Operator: Our last question is from Stephanie Moore from Jefferies.
Stephanie Benjamin Moore: Maybe circling back to the part of Scott's question on the supply and demand environment, but focusing on the demand environment. Clearly, it's been very weak for some time, and we can all look at the data, including PMIs and the likes. What -- but I guess overall, still a relatively healthy macro depending on what you look at it. So what do you believe we need to see in terms of the demand environment ultimately improving? Are you hearing any early optimism about this in 2026? And then maybe also, anything you can call out from an end market exposure where you're seeing maybe some underlying strength or maybe weaknesses too?
Frank Lonegro: Stephanie, so let me try to take a stab at it. What would we need to see in order for the demand environment to improve? I think first and foremost, you need to have stable trade policy and have some of the relations between U.S., China, U.S., Canada, U.S., Mexico. The more normalization we can see there, I think the better for people deploying capital, which is ultimately what it comes down to. I also think the consumer, if they were to shift a little bit more back to goods rather than services, that would certainly be helpful.
= = = = =
--- Tasks and exercises ---
**A)** Answer from the transcript:
(i) Which firm is Stephanie Moore from?
(ii) What data does Moore give as an example of data everyone can look at?
(iii) According to Frank Lonegro, what is needed first and foremost for the demand environment to improve?
**B)** From the transcript, copy out the part that opens with the words containing "Operator: Our last" and closes with "maybe weaknesses too?".

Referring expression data
= = = = =
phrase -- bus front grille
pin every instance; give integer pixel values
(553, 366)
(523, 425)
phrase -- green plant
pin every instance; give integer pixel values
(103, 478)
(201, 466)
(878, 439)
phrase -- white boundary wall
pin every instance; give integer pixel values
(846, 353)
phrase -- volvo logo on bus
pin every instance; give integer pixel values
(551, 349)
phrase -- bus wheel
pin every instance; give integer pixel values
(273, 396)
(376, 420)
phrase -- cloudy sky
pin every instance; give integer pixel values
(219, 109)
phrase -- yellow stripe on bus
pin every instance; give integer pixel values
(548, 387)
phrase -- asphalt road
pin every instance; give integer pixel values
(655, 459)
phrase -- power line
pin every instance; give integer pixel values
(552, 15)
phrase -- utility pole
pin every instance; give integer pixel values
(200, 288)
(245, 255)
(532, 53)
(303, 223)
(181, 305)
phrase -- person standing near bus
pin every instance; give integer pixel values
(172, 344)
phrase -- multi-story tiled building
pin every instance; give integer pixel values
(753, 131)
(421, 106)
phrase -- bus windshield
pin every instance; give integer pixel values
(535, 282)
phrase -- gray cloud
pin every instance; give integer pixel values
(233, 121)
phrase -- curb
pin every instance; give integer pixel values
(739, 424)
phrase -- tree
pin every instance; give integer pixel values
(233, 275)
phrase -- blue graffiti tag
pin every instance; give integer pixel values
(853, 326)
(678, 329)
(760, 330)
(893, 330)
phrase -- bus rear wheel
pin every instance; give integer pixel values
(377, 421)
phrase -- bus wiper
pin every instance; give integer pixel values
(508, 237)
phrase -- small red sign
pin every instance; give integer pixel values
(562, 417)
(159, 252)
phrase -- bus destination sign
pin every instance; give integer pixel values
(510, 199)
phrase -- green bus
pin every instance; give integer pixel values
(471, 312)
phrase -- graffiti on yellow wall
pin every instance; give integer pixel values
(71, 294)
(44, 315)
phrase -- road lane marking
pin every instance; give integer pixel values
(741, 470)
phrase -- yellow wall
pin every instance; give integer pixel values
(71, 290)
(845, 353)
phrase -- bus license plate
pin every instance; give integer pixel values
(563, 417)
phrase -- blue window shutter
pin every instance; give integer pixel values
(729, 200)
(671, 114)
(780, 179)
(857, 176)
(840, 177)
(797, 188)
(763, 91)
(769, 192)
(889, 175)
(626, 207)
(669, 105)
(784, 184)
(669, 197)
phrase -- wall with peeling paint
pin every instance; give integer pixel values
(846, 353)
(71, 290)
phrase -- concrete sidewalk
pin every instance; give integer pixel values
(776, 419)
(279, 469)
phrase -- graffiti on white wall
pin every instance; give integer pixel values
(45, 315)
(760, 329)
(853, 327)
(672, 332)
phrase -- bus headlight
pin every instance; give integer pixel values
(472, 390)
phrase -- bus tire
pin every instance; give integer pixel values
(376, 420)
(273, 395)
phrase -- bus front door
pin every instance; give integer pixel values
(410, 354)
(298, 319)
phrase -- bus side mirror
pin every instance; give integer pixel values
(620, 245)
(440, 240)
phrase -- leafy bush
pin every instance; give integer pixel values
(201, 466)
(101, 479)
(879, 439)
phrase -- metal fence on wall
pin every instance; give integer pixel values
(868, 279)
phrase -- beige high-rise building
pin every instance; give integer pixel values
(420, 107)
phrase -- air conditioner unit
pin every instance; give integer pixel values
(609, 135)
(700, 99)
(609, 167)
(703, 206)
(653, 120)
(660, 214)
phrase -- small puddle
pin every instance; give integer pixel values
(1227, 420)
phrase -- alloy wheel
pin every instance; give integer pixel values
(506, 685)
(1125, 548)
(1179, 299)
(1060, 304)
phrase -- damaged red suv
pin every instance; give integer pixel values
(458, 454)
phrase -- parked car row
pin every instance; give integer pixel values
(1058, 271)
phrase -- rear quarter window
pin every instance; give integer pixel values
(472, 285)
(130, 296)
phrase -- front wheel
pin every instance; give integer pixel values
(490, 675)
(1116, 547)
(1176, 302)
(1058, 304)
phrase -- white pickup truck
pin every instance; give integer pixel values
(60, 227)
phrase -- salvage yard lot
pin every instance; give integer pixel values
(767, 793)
= = = = =
--- Completed exercise ---
**A)**
(i) Jefferies
(ii) PMIs
(iii) Stable trade policy

**B)**
Operator: Our last question is from Stephanie Moore from Jefferies.
Stephanie Benjamin Moore: Maybe circling back to the part of Scott's question on the supply and demand environment, but focusing on the demand environment. Clearly, it's been very weak for some time, and we can all look at the data, including PMIs and the likes. What -- but I guess overall, still a relatively healthy macro depending on what you look at it. So what do you believe we need to see in terms of the demand environment ultimately improving? Are you hearing any early optimism about this in 2026? And then maybe also, anything you can call out from an end market exposure where you're seeing maybe some underlying strength or maybe weaknesses too?